→ Task directions:
Find the line containing "the distant mountainside". Return it and every line after it, unchanged, up to and including the last line.
┌─ Input rows
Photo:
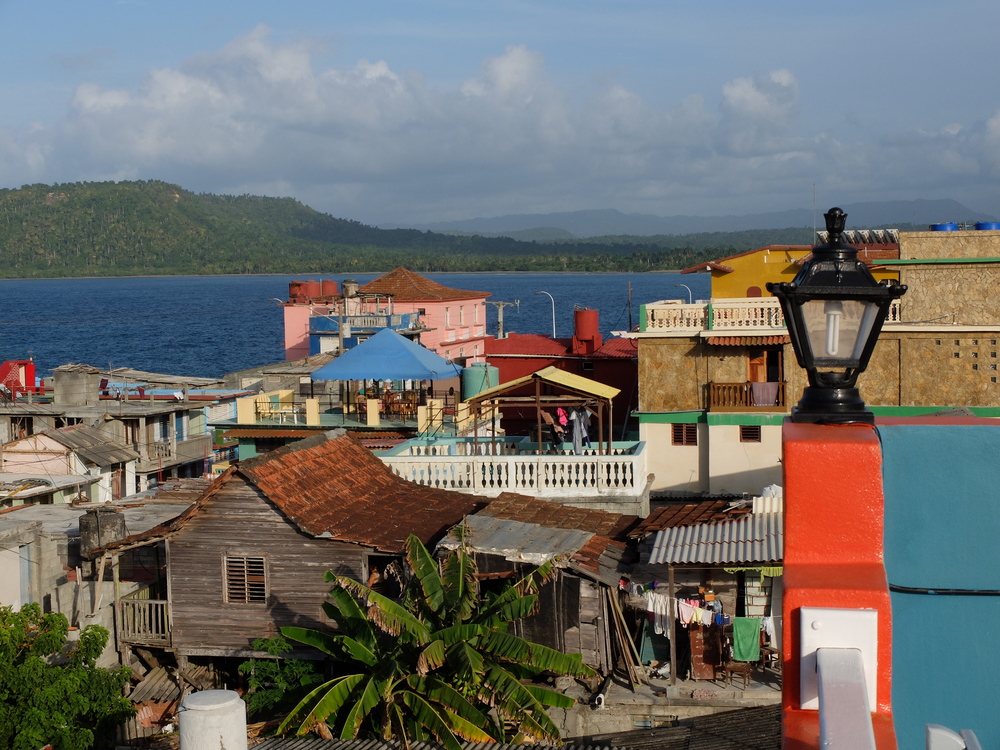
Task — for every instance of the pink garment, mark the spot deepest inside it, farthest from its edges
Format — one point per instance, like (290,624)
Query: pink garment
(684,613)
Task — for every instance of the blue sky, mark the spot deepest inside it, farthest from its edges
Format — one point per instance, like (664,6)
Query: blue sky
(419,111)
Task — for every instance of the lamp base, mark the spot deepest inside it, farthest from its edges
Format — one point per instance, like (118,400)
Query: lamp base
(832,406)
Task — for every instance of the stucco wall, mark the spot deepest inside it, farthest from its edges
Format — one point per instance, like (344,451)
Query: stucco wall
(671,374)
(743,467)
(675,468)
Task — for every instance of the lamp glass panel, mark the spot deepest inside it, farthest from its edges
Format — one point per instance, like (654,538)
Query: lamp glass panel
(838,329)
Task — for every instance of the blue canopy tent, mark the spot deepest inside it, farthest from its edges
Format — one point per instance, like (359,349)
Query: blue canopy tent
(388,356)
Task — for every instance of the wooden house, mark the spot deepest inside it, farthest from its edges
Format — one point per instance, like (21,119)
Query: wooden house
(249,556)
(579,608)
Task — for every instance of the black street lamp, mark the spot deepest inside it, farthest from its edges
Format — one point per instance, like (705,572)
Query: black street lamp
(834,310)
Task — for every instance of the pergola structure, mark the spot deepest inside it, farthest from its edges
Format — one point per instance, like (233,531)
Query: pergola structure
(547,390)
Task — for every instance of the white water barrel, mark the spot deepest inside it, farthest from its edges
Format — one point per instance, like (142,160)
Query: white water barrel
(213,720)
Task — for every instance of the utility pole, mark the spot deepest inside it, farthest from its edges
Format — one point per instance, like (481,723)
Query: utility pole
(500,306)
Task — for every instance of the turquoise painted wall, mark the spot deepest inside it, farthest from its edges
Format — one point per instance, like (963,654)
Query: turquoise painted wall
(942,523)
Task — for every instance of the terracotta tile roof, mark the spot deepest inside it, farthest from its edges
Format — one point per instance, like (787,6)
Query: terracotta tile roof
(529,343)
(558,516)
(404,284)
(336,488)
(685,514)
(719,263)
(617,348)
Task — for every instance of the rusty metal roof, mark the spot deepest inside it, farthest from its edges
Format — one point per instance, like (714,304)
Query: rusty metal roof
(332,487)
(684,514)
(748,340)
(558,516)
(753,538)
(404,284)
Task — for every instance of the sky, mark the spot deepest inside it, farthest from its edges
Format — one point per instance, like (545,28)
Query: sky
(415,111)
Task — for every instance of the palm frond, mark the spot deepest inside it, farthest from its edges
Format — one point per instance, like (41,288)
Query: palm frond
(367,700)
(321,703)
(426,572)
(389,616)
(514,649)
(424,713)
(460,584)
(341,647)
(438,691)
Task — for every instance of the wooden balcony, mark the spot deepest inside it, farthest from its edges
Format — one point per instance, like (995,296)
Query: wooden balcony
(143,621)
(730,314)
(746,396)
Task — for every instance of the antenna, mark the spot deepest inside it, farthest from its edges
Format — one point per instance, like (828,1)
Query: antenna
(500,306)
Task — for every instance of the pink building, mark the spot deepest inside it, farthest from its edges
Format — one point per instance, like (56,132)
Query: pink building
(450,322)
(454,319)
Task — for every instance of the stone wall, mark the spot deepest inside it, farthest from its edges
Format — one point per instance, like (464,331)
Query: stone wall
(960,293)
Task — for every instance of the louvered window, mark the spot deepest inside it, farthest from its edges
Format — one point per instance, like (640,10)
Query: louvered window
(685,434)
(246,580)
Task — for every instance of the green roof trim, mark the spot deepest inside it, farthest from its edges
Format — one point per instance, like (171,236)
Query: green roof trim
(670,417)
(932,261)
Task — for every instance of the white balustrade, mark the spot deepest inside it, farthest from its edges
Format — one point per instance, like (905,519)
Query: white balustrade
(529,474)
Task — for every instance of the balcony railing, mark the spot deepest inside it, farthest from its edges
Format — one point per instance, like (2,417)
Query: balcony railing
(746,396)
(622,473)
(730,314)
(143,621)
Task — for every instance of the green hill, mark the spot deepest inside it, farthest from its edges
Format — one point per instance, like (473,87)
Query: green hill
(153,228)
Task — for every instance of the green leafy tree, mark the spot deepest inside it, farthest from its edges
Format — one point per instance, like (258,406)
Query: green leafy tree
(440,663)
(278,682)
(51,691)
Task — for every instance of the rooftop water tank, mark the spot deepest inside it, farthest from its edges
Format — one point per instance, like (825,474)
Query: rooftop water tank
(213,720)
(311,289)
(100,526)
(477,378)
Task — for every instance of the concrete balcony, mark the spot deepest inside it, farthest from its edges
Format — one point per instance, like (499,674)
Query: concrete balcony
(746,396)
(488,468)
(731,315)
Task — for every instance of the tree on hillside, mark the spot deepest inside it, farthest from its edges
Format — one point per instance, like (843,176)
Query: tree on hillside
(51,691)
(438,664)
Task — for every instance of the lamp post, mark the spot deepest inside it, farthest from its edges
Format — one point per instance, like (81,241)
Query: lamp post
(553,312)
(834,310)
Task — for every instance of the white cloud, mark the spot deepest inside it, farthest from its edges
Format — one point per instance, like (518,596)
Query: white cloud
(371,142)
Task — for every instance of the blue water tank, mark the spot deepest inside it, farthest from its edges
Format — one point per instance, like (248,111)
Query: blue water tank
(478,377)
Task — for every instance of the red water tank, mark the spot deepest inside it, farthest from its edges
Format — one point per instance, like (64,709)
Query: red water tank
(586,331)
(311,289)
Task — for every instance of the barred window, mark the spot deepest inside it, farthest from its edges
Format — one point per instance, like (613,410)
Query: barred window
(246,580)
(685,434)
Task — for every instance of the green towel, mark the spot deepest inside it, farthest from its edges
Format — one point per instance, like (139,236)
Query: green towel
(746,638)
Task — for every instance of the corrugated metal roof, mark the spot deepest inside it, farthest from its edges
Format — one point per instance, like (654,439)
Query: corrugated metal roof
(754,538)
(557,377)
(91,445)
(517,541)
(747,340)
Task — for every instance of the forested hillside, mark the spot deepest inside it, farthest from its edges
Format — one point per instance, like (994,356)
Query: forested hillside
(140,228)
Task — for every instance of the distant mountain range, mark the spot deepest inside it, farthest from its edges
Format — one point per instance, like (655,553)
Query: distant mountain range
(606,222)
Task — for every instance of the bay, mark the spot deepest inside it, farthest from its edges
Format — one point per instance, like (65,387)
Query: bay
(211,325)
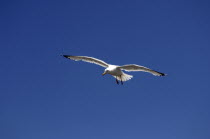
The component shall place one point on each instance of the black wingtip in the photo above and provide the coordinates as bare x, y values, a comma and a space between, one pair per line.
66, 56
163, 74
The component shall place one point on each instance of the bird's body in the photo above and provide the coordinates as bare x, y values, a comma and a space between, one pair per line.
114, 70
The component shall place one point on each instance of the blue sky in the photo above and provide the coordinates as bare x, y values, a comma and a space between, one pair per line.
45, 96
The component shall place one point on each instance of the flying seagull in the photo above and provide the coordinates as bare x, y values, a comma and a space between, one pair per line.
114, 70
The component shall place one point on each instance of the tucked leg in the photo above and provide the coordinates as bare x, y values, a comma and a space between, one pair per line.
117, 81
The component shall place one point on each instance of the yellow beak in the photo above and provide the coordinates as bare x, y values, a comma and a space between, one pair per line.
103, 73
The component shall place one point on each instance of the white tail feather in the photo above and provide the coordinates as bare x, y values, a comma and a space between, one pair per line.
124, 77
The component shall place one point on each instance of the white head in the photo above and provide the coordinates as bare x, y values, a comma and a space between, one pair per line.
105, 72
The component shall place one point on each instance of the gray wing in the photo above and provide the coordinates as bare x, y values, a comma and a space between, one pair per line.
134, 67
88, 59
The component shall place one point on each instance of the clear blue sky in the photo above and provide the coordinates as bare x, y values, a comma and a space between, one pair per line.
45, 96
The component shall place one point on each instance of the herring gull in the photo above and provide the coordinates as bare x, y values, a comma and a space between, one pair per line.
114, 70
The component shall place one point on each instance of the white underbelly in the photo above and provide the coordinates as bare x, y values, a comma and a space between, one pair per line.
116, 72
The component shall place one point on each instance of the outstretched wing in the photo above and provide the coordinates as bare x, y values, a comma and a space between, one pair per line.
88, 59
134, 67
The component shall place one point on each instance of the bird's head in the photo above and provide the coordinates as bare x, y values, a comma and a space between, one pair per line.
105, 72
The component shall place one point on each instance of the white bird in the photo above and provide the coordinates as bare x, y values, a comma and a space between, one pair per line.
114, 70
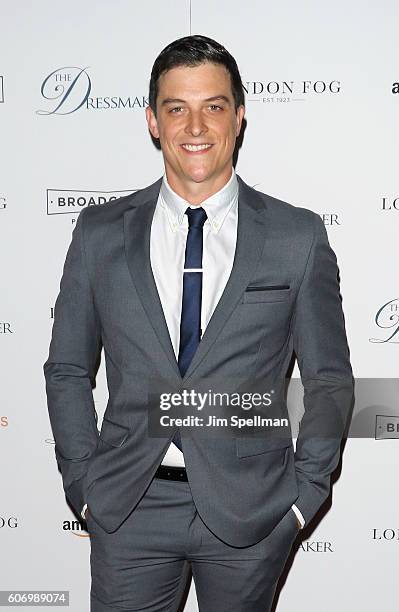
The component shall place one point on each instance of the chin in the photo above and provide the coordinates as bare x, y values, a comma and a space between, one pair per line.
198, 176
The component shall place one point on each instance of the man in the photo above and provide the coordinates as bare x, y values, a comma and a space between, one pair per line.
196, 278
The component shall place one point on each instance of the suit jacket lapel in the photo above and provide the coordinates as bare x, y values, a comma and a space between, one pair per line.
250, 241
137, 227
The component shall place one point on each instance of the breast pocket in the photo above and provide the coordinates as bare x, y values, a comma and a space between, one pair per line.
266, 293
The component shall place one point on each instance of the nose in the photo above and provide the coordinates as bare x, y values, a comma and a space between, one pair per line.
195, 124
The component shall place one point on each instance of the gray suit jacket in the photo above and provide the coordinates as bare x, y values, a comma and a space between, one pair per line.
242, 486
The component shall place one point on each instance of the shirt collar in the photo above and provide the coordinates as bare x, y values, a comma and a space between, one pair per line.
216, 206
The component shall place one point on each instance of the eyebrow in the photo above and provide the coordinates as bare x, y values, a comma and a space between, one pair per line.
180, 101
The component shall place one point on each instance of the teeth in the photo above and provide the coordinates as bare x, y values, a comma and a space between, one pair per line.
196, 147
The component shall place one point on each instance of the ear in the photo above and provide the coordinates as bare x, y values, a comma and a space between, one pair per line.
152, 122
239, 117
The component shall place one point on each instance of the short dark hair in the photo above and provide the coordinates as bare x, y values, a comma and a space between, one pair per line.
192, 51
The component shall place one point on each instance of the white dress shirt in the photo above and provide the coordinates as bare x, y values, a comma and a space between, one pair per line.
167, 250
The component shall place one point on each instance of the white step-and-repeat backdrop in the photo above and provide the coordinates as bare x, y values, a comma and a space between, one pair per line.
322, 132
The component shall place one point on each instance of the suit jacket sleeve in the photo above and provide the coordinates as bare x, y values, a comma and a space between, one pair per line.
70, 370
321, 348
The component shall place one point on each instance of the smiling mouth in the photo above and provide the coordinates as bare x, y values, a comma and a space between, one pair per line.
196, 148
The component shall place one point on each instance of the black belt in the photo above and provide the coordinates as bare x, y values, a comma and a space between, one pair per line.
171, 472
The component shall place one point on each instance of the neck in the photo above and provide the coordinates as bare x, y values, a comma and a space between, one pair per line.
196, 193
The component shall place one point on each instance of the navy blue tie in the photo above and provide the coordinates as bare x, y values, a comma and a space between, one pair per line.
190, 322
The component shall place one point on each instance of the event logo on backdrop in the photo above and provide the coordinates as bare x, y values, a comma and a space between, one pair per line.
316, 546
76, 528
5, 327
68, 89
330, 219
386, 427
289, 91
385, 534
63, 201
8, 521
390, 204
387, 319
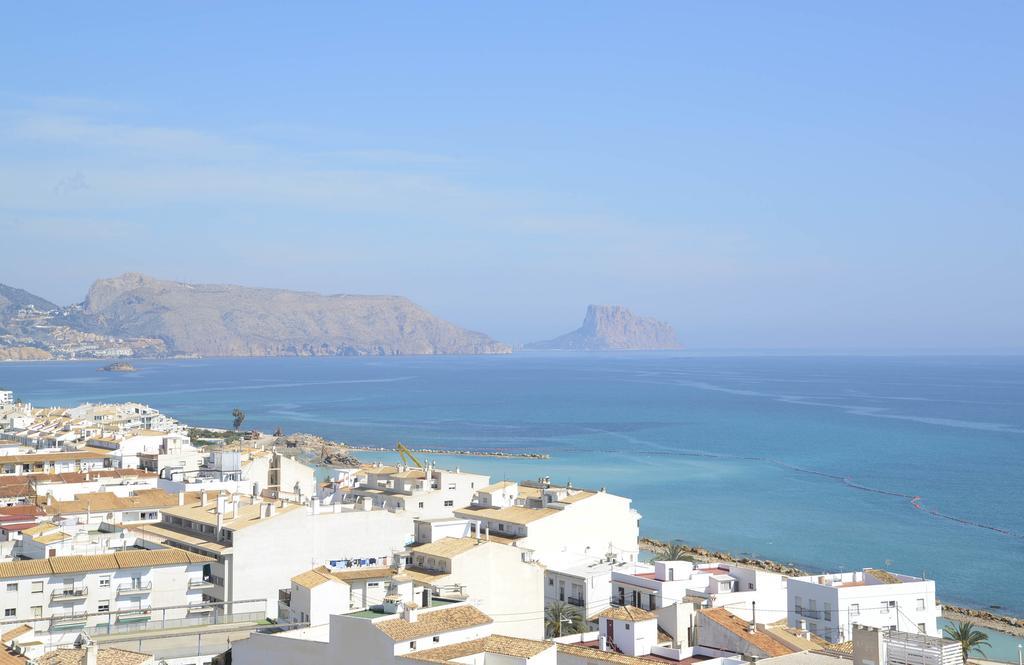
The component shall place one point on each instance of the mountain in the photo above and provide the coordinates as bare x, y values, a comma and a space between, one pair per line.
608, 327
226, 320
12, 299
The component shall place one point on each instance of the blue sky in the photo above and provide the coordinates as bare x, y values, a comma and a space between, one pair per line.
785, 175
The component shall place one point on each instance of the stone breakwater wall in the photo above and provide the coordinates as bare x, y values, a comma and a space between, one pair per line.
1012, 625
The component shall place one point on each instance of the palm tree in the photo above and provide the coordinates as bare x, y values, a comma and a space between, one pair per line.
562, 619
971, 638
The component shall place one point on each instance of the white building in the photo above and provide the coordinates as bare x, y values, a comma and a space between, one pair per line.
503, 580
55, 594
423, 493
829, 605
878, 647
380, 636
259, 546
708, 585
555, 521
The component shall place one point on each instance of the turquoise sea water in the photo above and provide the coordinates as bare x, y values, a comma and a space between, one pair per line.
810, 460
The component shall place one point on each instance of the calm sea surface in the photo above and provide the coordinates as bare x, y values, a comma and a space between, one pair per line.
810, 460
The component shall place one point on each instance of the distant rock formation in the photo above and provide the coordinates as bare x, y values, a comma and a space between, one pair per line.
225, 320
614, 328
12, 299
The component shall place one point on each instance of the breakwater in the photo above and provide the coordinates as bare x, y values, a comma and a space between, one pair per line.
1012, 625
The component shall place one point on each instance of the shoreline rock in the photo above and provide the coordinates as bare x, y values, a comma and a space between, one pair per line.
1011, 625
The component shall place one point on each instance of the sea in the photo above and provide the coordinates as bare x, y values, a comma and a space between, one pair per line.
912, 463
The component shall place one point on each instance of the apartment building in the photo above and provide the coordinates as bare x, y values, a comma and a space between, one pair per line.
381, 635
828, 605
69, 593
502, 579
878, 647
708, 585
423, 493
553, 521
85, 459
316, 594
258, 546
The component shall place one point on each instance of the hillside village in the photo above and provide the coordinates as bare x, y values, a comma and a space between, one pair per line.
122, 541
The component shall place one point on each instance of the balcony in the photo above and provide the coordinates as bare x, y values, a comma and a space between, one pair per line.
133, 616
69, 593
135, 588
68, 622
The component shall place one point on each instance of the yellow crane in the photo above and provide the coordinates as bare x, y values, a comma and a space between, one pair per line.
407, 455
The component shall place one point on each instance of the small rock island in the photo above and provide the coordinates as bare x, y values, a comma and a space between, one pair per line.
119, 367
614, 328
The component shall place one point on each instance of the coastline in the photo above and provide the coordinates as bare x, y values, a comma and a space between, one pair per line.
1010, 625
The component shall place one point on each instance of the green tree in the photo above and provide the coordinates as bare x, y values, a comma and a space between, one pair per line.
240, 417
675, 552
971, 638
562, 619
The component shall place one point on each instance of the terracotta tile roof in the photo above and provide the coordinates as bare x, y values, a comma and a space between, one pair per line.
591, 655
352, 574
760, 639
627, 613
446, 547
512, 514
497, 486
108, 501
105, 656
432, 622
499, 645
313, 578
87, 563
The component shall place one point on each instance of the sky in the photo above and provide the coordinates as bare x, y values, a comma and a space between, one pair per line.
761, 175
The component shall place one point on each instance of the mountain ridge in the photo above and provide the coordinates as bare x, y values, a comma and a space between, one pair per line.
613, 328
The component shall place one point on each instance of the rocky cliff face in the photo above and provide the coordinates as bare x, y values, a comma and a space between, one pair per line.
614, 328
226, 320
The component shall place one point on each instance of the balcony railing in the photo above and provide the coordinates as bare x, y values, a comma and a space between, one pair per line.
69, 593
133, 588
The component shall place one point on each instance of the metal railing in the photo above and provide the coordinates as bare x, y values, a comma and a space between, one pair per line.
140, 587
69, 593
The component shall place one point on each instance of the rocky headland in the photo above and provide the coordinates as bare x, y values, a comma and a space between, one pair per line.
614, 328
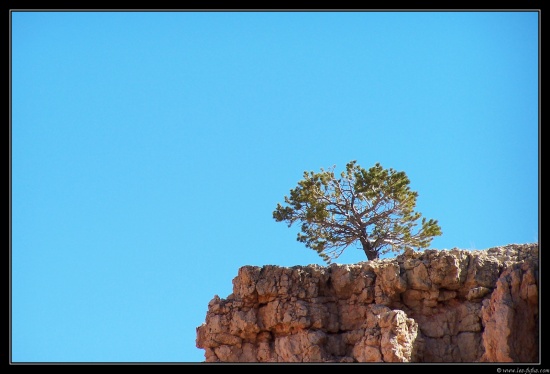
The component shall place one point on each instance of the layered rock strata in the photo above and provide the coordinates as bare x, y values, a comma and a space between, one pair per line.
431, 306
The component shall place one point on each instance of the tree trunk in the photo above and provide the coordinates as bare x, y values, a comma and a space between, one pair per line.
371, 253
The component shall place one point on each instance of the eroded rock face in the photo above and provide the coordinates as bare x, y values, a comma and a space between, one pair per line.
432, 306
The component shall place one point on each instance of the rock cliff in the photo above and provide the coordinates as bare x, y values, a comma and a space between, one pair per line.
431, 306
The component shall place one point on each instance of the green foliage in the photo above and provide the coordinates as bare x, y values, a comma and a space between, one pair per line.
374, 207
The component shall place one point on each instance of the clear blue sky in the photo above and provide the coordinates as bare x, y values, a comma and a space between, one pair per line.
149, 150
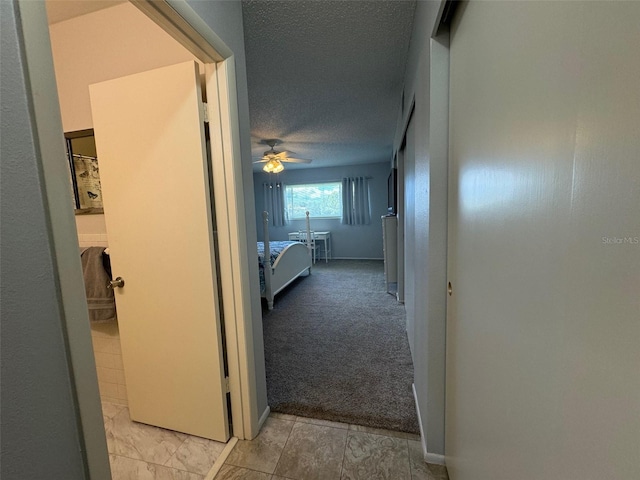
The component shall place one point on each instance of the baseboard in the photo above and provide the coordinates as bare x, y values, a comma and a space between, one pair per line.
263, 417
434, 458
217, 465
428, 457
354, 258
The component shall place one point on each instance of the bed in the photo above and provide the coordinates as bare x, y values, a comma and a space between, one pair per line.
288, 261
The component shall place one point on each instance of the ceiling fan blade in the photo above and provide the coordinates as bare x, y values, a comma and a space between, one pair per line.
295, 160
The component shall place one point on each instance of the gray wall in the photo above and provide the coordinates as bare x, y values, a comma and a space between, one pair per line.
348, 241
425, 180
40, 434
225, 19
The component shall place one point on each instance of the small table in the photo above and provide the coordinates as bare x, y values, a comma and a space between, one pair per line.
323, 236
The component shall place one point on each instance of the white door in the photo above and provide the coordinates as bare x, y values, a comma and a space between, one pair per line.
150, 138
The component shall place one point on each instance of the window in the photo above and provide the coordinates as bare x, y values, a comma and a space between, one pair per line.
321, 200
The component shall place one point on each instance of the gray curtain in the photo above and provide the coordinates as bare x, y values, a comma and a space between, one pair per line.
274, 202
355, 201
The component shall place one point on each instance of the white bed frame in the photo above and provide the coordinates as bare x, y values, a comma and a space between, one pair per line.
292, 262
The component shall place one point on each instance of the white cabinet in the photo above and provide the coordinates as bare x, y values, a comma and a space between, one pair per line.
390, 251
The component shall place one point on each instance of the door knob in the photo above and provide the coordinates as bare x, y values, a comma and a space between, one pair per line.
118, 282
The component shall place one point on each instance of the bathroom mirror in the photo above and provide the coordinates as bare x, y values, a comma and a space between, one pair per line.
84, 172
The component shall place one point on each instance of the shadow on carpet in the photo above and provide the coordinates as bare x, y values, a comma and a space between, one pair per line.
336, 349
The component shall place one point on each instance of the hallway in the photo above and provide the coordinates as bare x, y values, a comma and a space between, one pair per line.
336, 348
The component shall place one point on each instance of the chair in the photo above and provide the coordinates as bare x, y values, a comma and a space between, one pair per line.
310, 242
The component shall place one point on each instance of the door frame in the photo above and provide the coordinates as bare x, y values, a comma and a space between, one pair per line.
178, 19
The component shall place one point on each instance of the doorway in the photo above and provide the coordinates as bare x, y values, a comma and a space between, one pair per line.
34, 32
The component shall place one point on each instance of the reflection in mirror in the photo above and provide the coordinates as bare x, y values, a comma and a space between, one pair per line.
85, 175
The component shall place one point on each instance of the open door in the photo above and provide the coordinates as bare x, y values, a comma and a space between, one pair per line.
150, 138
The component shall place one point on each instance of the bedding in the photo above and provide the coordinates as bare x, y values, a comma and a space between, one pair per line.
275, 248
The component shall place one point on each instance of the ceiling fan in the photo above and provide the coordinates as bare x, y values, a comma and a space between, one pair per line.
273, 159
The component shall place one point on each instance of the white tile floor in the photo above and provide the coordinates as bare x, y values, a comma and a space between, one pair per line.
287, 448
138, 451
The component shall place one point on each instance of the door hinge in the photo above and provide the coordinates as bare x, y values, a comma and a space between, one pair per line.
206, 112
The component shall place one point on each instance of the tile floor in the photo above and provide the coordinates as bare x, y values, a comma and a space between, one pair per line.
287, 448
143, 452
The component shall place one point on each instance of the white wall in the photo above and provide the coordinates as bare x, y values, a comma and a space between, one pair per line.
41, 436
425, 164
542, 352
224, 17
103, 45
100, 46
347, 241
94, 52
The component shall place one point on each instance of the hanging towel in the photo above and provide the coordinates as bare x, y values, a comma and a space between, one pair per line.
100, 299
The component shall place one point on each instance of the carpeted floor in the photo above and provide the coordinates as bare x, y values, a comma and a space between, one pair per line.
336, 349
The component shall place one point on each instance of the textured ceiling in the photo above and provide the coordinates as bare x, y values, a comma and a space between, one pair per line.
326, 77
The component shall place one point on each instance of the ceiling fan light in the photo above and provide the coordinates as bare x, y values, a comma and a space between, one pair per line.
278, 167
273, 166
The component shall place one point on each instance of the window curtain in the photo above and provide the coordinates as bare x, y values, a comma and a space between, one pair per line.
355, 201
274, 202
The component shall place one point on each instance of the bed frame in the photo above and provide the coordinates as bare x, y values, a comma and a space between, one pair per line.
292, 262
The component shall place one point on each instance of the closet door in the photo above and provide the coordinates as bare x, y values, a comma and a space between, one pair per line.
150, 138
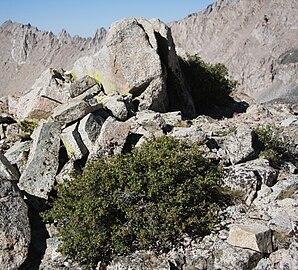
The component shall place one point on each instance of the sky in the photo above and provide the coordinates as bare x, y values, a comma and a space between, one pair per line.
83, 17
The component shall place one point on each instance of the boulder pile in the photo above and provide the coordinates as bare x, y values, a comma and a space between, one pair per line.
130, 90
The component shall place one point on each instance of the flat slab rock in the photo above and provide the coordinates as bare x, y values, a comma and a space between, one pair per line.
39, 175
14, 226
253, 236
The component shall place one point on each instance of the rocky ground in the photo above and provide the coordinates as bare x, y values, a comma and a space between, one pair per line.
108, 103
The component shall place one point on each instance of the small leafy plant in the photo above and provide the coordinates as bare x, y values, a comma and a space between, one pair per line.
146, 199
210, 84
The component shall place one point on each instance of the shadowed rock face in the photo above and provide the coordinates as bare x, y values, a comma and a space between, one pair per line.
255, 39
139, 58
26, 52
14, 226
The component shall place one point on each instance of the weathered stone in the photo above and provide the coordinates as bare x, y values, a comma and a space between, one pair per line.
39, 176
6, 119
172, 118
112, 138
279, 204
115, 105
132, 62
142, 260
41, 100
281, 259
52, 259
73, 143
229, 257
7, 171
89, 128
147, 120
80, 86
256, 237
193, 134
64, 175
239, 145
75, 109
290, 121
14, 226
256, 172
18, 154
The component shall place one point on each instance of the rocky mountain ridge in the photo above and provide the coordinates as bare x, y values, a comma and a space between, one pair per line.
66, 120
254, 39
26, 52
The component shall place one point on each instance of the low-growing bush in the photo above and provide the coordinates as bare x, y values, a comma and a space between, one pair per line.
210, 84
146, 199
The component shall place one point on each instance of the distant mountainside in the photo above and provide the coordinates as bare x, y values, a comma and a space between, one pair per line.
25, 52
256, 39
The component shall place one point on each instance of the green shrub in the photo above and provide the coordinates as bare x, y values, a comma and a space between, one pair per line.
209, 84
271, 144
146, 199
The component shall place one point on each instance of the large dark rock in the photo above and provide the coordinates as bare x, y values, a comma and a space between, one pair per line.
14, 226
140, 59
└─
→ Output for this exercise:
The component shall place one point on each instance of the distant mountainside in the photo above and provide the coordinates as bare x, y values, a comma and a space between, one pair per line.
25, 52
256, 39
The component shall place one point on each instance of the green shrub in the photo above and provide the coordinates as bare x, y values, a comma and a space between, one pair per line.
209, 84
271, 144
146, 199
The component shall place one point on each instance of the large dark rock in the photo above and provide the coordinates as bare x, y values, a comma and a space between, one pair per line.
14, 226
140, 59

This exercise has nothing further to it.